------ Given data ------
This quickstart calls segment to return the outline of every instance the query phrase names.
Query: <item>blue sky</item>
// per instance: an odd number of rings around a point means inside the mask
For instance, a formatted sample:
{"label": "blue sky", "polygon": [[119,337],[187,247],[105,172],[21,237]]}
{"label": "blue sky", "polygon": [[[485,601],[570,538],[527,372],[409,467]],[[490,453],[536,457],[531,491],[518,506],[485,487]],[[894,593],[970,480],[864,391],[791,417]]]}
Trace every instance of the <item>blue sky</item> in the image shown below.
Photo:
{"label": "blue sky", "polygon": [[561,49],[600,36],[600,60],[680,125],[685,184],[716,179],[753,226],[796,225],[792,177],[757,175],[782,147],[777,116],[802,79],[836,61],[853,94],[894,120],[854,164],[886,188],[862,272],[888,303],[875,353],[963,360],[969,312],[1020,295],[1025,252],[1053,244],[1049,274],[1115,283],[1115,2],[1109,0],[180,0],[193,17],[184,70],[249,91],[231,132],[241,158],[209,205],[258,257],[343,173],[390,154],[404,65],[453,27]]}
------
------ Given data ------
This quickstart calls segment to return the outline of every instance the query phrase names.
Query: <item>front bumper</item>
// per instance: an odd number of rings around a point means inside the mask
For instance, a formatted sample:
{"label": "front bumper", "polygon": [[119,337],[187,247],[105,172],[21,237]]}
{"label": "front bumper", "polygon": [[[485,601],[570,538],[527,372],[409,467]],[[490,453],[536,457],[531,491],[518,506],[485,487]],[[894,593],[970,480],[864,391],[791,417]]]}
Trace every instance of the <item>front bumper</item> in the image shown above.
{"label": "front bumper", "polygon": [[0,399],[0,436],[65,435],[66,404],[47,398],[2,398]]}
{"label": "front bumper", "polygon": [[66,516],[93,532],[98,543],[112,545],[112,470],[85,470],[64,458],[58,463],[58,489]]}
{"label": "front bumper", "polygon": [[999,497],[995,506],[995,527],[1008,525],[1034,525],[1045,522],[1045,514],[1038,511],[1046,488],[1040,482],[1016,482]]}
------
------ Given data ------
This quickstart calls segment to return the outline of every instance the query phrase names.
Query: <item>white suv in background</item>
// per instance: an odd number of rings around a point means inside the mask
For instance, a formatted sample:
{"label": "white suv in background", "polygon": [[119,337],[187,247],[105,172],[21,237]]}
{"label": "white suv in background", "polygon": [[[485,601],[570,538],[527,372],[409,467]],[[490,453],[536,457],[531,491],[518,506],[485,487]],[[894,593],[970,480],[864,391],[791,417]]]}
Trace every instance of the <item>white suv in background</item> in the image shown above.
------
Pull out each line of the records above that contains the string "Trace". Case counts.

-- Reply to the task --
Trace every instance of the <item>blue sky</item> in the image shown below.
Trace every instance of the <item>front bumper</item> in the image shown above.
Trace every instance of the <item>white suv in background</item> in the image shown above.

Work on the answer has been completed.